**WHAT YOU SHOULD DO**
Filter the entries beneath this task, copying only the lines that hold the word "teapot".

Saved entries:
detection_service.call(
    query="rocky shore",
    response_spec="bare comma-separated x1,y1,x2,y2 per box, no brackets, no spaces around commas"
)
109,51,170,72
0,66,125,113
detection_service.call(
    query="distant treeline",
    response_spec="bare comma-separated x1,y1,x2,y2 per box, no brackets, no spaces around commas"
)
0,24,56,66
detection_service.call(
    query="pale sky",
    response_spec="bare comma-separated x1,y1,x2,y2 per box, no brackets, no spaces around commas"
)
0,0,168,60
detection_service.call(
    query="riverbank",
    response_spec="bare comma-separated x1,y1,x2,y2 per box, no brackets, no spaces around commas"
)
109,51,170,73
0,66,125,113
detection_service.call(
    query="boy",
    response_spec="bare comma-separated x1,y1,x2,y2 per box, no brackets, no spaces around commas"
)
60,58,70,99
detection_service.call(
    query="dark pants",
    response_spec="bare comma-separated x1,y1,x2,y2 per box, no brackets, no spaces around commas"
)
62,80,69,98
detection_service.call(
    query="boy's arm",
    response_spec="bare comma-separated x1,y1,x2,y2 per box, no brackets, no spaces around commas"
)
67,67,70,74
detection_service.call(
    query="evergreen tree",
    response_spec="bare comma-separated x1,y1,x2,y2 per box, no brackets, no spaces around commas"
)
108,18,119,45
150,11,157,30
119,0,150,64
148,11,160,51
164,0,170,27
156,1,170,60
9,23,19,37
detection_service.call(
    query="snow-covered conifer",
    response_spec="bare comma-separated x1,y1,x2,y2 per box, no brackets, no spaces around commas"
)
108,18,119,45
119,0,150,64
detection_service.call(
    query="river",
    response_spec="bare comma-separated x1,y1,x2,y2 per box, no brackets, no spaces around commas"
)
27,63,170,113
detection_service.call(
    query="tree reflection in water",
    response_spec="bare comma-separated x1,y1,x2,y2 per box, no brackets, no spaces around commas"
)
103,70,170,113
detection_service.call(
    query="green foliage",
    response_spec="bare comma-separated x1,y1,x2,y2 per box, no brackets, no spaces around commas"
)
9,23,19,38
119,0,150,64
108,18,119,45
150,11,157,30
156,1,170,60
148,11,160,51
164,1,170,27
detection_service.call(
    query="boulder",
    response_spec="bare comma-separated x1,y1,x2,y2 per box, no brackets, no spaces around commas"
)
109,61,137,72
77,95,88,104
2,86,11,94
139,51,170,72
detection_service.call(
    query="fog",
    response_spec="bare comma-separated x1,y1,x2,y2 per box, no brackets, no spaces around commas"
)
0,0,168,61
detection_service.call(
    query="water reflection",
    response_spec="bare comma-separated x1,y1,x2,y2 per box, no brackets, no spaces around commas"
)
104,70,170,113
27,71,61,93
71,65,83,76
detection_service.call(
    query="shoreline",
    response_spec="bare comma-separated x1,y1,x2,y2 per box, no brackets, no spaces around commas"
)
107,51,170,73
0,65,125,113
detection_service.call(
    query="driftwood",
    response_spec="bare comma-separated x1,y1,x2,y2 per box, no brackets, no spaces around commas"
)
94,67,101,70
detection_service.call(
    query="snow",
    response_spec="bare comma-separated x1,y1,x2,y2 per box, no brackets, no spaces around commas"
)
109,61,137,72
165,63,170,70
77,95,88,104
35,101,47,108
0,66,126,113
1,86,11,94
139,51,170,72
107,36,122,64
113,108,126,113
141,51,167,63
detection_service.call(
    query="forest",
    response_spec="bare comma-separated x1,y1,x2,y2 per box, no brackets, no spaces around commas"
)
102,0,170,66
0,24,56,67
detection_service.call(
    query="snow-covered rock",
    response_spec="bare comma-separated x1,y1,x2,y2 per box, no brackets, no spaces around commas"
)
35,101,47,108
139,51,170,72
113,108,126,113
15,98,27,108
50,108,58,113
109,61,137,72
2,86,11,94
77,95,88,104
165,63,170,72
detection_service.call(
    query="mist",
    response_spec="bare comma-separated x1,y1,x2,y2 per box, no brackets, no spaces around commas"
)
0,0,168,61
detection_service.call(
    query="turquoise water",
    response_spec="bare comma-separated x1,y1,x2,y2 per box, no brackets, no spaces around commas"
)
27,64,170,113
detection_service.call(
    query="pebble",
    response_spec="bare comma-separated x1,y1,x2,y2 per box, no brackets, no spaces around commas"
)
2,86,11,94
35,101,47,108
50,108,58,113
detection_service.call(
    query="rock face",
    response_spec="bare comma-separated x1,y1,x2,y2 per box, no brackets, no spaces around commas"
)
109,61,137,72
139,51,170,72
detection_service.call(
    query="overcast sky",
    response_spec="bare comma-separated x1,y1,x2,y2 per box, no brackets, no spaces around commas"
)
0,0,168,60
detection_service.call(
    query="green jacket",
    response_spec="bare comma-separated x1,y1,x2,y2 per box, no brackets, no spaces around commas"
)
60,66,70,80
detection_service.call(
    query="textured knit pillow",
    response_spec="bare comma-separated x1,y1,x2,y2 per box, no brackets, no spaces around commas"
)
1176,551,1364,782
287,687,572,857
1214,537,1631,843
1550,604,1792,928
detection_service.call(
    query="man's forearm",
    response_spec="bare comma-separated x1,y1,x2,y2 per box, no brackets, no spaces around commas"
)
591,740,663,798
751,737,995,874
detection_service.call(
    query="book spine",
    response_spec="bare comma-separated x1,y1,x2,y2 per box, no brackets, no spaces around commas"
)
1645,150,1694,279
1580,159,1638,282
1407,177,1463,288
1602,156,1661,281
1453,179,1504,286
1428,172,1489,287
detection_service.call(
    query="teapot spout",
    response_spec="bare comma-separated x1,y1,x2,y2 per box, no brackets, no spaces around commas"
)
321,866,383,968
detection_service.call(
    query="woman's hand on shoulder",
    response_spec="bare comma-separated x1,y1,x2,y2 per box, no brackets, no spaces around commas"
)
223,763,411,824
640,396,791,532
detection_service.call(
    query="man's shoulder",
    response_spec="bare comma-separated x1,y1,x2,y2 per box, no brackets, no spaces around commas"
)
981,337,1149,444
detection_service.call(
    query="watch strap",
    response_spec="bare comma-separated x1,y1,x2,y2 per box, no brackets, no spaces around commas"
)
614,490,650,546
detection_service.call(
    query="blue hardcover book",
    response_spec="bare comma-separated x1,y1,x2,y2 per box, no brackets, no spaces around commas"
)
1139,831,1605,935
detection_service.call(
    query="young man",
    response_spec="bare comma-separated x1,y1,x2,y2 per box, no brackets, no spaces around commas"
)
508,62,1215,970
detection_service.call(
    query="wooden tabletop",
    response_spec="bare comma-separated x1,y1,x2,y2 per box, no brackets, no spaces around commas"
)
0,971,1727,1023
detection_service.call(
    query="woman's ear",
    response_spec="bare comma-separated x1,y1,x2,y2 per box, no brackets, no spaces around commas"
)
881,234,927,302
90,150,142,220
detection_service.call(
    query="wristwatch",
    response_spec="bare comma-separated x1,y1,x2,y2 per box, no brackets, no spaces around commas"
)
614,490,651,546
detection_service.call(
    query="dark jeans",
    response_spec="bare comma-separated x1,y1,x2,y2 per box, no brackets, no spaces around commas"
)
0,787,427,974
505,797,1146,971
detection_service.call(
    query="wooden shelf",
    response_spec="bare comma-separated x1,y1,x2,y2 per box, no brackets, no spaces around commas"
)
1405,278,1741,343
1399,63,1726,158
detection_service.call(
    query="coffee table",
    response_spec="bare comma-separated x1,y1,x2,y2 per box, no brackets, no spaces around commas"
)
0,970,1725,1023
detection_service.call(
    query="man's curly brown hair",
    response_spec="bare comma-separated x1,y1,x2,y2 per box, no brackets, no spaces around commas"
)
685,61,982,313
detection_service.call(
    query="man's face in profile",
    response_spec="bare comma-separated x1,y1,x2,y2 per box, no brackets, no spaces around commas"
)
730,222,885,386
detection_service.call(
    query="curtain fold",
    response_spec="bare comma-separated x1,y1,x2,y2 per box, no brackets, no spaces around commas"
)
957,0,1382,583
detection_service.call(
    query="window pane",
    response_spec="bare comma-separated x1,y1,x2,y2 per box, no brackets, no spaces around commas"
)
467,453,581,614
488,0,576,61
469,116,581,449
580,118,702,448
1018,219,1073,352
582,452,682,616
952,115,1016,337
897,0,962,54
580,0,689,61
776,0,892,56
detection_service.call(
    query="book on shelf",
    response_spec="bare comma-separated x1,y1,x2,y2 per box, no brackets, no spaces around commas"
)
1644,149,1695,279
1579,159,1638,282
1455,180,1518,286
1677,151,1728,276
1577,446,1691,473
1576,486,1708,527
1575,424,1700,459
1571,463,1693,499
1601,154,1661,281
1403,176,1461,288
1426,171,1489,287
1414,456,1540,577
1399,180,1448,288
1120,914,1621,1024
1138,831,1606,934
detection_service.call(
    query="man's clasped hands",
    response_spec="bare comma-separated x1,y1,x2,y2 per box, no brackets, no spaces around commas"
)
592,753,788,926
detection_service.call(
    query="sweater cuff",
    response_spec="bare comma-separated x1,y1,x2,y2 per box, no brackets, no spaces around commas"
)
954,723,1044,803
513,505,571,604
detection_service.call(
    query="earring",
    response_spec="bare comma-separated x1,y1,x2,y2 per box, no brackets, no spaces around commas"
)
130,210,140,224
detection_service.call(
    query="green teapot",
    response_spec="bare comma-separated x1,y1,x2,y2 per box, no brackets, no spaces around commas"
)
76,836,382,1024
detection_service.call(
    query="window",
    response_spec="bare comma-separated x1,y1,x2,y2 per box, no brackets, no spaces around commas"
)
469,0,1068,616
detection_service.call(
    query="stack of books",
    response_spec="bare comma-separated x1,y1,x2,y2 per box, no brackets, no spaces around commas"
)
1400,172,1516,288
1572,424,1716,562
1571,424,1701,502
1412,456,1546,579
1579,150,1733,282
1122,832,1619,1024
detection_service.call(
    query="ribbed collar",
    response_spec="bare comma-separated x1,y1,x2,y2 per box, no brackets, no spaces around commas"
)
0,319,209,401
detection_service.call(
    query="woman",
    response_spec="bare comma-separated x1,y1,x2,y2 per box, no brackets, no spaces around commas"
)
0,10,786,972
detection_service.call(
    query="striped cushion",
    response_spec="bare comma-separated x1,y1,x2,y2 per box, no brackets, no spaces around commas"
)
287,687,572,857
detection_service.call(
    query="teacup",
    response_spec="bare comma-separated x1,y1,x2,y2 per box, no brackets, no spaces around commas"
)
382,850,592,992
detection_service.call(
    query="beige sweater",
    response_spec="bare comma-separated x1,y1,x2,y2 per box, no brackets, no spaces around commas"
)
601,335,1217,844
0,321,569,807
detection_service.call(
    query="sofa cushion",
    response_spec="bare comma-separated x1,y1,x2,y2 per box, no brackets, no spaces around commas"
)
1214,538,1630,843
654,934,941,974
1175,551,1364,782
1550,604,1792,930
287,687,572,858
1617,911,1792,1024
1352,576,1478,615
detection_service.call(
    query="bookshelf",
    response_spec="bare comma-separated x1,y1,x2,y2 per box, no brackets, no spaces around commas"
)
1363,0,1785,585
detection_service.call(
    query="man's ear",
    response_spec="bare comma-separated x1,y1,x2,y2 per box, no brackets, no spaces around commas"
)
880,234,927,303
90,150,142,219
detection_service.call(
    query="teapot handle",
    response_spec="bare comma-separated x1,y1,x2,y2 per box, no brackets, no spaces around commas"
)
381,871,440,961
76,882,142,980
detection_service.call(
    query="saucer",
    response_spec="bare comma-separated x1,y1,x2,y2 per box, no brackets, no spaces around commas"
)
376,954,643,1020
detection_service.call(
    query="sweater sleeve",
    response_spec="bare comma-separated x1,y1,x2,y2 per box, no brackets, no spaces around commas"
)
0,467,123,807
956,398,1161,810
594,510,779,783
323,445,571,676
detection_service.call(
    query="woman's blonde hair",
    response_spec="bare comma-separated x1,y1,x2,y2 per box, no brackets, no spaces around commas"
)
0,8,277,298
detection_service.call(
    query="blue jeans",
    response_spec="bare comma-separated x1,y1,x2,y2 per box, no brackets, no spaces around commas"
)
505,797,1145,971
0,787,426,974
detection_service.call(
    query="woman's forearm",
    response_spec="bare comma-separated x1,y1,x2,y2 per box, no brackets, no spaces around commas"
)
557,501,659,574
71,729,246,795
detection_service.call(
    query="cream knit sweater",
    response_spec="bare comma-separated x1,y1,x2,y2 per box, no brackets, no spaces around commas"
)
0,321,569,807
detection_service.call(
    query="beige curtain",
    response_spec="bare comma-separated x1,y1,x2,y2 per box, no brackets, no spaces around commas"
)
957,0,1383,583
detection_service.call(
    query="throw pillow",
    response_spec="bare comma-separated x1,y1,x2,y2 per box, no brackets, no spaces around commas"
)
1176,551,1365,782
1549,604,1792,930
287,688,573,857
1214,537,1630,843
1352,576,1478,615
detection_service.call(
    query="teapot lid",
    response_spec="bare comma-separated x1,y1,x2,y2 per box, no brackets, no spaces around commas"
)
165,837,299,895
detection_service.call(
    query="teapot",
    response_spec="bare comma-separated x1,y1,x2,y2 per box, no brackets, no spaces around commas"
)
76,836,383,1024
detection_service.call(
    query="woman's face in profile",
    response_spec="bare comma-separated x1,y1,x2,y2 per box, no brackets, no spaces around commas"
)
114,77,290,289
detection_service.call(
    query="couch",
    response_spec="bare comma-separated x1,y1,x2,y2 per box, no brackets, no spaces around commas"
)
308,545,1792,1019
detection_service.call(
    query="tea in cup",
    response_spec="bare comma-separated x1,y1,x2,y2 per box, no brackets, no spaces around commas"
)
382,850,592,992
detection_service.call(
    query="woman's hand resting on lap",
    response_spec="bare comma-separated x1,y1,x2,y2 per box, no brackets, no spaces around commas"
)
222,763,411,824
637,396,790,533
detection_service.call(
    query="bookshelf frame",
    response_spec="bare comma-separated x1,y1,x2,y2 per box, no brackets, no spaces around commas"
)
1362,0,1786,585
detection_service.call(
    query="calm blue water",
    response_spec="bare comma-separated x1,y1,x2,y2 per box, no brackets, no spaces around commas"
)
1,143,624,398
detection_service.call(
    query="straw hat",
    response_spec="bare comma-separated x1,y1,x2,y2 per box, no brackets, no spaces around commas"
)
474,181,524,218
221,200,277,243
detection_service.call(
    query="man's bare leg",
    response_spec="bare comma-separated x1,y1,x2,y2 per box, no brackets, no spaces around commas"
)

**YOUR RESPONSE**
    query="teapot spout",
    query="green teapot",
    query="teapot handle",
    query="teapot lid",
    query="teapot",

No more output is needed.